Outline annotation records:
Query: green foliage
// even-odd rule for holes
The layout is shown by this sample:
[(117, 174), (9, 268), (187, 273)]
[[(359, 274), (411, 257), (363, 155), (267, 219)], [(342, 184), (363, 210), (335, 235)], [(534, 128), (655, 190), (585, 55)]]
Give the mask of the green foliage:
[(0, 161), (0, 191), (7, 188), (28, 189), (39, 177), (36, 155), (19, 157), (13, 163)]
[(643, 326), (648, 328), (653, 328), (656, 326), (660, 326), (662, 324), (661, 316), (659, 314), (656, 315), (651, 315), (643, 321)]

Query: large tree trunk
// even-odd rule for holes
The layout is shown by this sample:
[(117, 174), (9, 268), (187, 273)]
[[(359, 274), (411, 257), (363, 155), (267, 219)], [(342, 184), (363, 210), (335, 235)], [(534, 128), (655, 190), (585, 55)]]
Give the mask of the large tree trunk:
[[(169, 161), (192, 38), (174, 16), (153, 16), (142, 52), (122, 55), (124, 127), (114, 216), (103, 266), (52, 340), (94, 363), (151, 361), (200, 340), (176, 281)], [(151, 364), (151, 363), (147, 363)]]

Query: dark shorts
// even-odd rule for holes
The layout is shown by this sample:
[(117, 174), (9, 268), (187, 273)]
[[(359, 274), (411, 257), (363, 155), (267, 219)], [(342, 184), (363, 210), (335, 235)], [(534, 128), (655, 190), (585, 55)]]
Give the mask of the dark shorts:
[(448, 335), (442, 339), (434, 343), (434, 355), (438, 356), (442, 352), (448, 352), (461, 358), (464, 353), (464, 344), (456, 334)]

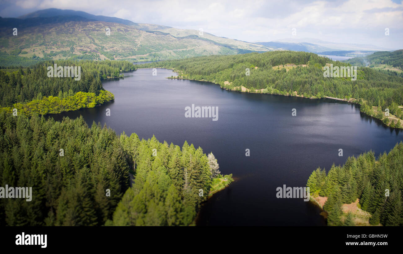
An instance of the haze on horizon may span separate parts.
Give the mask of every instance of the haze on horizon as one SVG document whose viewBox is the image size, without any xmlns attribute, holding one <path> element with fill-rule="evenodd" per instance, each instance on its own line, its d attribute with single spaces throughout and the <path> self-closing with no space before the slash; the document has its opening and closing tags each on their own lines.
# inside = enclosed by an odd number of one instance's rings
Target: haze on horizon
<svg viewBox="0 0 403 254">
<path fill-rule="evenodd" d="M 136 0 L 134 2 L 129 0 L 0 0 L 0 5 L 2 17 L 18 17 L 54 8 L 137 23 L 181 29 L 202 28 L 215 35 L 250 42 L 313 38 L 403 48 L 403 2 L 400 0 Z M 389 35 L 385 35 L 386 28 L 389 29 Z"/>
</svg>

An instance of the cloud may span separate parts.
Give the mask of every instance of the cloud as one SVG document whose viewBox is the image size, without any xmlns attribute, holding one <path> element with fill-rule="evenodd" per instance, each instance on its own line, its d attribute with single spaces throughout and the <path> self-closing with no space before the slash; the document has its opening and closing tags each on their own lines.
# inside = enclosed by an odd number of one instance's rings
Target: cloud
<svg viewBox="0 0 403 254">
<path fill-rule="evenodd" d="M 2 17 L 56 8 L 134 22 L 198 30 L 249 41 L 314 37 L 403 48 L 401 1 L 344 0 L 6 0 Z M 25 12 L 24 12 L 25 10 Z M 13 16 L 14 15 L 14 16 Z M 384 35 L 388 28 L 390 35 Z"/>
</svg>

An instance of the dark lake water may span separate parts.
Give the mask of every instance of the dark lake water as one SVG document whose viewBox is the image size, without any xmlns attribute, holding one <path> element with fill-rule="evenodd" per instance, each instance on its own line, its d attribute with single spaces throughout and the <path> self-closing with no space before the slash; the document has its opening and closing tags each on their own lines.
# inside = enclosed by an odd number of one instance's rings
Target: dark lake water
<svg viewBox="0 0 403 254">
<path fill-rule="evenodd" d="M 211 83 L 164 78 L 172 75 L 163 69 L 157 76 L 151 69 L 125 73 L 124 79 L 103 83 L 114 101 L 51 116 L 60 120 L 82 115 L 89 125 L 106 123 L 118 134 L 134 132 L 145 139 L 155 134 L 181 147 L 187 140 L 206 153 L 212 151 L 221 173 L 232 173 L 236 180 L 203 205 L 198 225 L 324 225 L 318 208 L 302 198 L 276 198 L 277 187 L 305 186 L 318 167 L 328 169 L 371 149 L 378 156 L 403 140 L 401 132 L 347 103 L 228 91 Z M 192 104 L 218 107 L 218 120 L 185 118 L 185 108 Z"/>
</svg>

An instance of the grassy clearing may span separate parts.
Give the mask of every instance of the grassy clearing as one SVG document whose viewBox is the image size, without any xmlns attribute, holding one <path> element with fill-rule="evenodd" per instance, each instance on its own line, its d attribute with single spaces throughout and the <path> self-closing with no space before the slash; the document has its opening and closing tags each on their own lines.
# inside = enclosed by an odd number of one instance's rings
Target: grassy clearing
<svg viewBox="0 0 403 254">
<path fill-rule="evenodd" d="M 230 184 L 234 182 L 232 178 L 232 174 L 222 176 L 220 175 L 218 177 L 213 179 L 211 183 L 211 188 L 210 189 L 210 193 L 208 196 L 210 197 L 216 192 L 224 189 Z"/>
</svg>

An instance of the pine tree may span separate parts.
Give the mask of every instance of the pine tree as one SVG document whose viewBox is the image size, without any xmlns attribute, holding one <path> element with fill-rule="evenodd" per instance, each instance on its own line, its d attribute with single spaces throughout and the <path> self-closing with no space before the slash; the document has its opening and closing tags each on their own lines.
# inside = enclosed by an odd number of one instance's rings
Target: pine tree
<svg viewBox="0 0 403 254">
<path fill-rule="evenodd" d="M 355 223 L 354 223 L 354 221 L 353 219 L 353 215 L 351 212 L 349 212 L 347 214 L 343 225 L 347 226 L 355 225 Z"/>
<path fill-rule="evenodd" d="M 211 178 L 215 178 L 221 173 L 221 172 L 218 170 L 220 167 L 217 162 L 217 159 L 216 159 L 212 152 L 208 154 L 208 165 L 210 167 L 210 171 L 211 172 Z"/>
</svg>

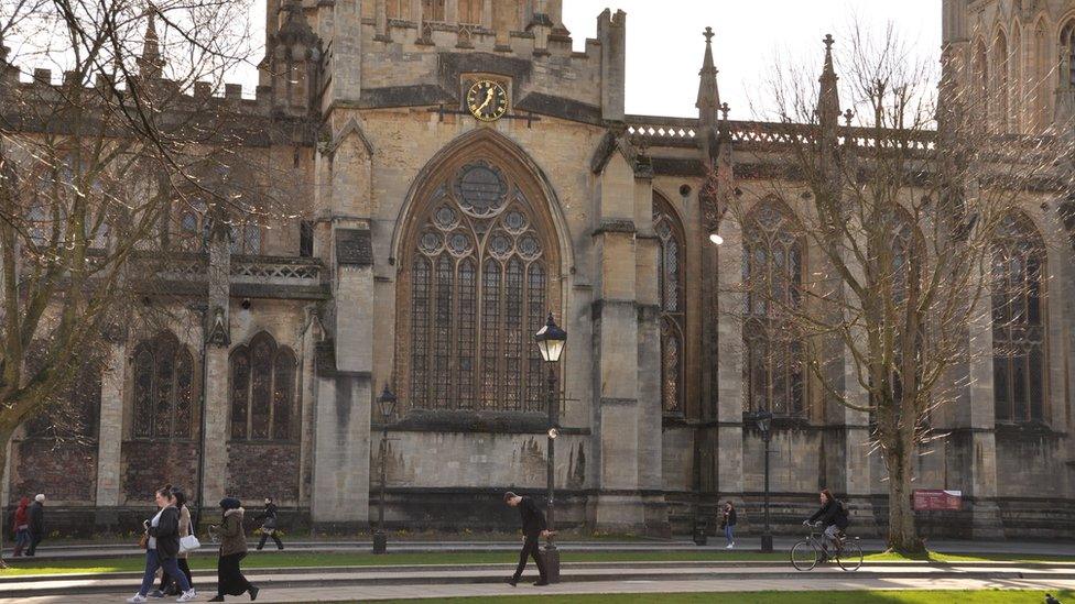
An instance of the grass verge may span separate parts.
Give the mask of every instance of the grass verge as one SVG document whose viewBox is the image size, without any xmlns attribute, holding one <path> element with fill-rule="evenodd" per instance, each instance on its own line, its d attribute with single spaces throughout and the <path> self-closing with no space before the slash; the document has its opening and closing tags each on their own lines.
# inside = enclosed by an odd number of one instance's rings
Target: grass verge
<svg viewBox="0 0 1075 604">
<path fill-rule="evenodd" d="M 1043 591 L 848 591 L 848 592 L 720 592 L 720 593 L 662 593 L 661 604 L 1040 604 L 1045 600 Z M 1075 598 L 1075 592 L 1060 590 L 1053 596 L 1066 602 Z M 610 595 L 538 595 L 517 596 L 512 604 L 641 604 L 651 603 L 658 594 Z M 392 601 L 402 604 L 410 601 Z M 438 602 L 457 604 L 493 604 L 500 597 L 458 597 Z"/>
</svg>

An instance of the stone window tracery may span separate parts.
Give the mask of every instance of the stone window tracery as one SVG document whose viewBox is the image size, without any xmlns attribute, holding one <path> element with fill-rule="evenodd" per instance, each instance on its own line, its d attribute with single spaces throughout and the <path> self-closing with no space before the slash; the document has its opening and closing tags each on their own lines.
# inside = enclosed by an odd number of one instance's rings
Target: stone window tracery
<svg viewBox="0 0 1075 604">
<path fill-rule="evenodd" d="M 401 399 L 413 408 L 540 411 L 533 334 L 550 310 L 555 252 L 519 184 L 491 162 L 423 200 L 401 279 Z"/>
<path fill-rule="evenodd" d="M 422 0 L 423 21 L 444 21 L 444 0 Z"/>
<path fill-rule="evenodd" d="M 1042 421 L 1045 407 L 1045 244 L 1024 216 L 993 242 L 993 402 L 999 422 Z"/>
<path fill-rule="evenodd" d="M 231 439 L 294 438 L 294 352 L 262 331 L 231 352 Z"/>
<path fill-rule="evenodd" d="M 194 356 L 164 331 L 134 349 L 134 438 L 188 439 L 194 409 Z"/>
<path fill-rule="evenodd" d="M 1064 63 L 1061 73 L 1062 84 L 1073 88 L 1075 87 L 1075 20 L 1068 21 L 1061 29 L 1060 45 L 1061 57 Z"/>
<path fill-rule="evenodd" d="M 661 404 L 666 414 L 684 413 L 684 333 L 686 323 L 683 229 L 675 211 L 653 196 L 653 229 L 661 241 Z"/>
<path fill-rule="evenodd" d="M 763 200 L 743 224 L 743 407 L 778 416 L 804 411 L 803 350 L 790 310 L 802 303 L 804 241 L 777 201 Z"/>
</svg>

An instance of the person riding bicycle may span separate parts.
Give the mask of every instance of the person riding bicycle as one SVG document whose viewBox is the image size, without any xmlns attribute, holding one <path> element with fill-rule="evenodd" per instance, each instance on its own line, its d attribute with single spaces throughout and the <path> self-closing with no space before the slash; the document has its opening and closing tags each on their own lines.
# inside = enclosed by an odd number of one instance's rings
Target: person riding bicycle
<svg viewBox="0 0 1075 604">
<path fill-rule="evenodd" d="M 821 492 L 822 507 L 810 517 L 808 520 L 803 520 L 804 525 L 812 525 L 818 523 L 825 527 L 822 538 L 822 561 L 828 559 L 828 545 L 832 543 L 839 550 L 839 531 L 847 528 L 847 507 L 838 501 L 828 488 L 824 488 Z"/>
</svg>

Problem>
Echo back the lines from the one containing "An instance of the pine" through the one containing "Give the mask of every instance of the pine", word for word.

Response to the exercise>
An instance of the pine tree may span separate parts.
Give the mask of every instance of the pine tree as one SVG document whose viewBox is the image size, without any xmlns attribute, holding one <path> element with fill-rule="evenodd" per instance, each instance on its own line, its d attribute with single spaces throughout and the <path> self-closing with no space before the slash; the document has its opening and closing tags each on their own lines.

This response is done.